● INSTRUCTION: Show every line in the records below that contains the word "mesh", copying each such line in full. Only matches with the same case count.
### EXERCISE MATERIAL ###
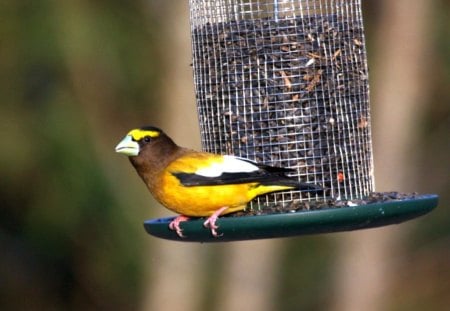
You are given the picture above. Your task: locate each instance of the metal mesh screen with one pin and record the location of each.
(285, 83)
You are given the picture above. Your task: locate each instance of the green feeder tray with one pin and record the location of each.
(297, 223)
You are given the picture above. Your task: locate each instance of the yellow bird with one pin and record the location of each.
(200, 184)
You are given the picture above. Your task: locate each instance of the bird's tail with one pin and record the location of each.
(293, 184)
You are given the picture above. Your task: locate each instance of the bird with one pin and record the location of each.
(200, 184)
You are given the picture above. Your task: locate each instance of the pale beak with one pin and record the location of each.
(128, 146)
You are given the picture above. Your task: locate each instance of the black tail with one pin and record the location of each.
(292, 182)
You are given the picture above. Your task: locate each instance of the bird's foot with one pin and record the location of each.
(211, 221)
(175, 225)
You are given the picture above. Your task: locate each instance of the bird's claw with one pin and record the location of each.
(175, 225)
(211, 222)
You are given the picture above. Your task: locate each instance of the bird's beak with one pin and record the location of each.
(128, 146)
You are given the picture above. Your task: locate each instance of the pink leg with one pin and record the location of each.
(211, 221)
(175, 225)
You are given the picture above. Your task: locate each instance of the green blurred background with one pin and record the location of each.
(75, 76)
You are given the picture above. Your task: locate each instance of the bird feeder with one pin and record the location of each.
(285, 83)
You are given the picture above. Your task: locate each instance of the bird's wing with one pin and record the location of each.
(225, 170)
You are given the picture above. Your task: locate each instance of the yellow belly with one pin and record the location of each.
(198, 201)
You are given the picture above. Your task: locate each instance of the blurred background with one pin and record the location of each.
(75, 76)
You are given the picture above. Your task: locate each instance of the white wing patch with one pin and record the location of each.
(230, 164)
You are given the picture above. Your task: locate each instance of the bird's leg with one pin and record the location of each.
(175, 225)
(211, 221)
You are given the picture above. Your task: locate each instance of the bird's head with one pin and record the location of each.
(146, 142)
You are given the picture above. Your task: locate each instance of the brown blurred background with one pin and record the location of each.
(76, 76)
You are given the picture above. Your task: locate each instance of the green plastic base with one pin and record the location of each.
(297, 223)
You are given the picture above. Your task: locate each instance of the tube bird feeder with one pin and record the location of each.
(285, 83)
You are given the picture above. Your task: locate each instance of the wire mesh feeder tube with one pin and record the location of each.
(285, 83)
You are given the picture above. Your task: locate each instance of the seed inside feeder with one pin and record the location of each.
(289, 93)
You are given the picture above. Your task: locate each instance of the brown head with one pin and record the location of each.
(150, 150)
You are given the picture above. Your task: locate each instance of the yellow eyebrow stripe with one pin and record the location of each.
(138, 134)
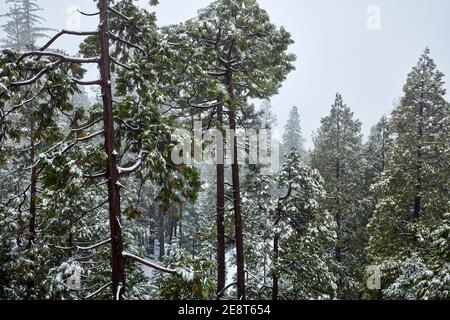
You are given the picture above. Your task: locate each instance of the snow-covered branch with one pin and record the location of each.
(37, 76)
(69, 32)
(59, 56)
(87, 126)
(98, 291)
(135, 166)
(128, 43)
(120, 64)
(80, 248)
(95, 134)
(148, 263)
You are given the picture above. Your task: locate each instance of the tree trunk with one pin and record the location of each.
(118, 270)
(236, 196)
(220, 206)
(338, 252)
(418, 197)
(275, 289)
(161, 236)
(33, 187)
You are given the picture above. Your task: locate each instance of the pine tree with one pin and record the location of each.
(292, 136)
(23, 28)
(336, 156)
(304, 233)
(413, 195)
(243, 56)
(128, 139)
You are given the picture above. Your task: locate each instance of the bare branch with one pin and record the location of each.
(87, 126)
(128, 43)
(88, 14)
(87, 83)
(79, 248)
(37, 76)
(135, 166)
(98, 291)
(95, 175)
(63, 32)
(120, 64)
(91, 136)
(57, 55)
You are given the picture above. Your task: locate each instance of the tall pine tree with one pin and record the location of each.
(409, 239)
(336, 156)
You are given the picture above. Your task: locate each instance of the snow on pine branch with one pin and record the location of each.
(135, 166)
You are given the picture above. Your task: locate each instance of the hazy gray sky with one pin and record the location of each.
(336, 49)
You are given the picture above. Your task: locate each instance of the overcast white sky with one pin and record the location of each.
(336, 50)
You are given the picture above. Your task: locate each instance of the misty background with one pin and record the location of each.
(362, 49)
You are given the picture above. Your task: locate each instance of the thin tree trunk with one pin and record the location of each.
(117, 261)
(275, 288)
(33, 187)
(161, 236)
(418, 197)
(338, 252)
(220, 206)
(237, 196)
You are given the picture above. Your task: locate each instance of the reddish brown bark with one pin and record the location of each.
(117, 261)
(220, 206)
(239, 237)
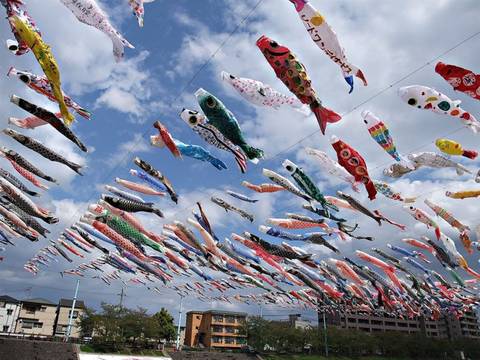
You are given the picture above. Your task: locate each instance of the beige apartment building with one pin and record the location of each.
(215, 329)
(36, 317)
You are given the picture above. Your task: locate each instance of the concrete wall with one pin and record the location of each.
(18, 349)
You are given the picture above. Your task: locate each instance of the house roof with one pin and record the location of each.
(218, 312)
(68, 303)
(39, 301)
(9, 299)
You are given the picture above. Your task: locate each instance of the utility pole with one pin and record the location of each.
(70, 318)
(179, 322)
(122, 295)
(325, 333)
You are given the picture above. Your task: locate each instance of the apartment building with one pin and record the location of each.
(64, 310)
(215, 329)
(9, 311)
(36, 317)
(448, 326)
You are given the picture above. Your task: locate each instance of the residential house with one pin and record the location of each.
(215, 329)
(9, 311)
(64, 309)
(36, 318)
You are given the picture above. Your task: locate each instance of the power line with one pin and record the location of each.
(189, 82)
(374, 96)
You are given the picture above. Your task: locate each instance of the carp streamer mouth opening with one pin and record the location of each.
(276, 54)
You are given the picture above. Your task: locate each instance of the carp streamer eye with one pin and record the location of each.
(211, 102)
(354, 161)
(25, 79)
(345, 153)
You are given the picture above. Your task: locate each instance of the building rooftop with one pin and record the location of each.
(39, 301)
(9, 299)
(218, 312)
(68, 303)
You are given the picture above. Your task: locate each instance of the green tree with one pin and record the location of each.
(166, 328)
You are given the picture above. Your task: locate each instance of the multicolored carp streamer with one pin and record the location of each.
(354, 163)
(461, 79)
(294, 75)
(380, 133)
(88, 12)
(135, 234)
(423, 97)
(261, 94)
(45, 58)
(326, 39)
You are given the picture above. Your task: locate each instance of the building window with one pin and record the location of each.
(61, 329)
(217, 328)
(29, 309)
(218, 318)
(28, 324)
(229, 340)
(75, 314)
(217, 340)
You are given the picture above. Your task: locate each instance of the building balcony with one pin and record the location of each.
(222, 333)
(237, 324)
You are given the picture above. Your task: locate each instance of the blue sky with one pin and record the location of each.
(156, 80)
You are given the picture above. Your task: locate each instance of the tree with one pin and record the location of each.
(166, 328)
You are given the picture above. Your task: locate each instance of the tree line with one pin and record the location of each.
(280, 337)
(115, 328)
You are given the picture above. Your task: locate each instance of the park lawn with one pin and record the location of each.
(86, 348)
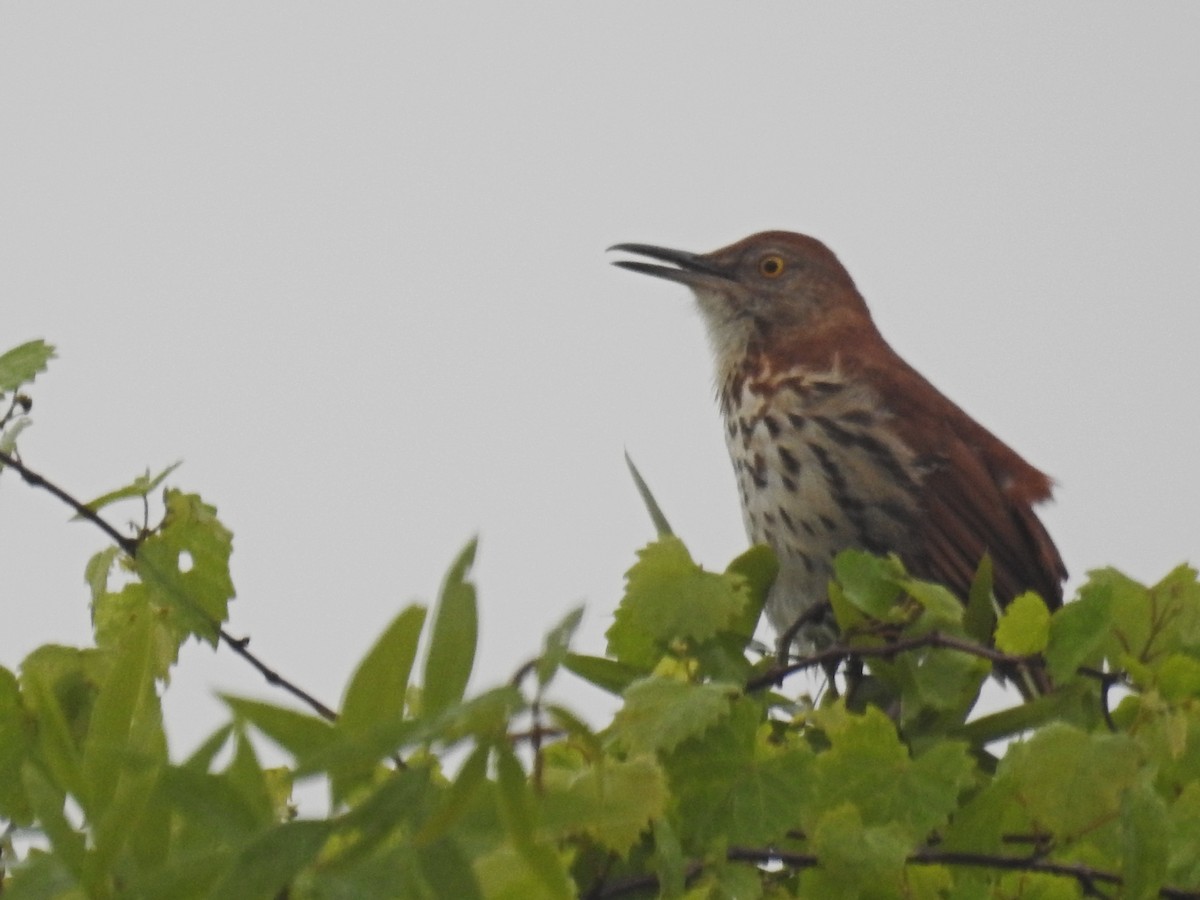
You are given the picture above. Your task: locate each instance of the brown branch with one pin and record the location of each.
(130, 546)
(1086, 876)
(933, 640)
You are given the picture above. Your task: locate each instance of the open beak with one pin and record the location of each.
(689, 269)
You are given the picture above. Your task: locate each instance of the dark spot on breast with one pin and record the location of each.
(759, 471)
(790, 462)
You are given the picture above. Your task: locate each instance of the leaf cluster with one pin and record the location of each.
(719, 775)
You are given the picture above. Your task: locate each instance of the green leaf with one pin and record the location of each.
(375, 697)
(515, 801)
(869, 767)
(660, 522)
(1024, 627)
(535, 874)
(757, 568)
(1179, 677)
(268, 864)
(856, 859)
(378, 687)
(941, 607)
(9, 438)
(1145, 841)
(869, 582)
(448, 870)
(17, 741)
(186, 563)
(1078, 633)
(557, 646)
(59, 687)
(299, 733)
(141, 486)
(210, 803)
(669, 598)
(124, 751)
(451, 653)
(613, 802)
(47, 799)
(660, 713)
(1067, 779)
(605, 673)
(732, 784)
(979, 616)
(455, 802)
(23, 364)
###
### EXERCISE MATERIAL ###
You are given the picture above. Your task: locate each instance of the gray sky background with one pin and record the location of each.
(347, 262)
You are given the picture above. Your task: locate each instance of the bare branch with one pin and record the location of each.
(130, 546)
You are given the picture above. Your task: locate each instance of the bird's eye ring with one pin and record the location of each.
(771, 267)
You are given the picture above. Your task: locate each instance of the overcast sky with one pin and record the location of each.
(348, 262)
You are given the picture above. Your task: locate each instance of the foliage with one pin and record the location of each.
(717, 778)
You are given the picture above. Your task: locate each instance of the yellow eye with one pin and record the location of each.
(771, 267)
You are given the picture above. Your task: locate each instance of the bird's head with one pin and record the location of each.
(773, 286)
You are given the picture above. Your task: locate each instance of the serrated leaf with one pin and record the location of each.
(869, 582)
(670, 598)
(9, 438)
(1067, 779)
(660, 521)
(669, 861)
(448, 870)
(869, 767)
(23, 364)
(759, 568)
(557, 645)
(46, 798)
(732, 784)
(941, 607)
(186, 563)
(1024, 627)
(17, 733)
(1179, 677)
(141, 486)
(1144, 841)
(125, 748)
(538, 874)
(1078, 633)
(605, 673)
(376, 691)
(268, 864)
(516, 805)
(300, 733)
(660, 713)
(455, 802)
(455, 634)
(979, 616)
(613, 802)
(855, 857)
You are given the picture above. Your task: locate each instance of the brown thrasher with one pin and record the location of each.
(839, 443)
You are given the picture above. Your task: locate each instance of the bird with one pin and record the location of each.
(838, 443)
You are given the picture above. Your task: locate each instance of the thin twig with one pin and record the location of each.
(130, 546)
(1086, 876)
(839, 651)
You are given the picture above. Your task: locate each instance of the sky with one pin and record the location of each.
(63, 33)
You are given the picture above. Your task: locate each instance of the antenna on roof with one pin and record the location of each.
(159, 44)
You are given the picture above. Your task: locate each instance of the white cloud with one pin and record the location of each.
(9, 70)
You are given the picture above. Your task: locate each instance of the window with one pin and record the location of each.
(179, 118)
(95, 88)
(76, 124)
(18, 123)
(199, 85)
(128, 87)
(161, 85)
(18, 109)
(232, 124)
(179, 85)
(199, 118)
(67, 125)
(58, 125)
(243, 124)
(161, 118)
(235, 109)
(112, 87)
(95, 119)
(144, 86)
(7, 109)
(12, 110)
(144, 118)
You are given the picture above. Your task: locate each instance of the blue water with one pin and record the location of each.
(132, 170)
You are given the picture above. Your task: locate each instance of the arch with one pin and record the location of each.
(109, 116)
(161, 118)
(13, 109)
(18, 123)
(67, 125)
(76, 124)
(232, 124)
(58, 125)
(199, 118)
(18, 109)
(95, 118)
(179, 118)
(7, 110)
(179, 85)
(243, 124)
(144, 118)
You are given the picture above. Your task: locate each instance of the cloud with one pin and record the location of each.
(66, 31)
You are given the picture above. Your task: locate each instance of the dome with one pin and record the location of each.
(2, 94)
###
● SOLUTION FOR THIS PROBLEM:
You are given the picture above. Your task: locate each instance of the metal mesh screen with one pin and record the location of each.
You are given the picture above. Your task: locate each instance of the wire mesh feeder tube with one pin and record the location of each.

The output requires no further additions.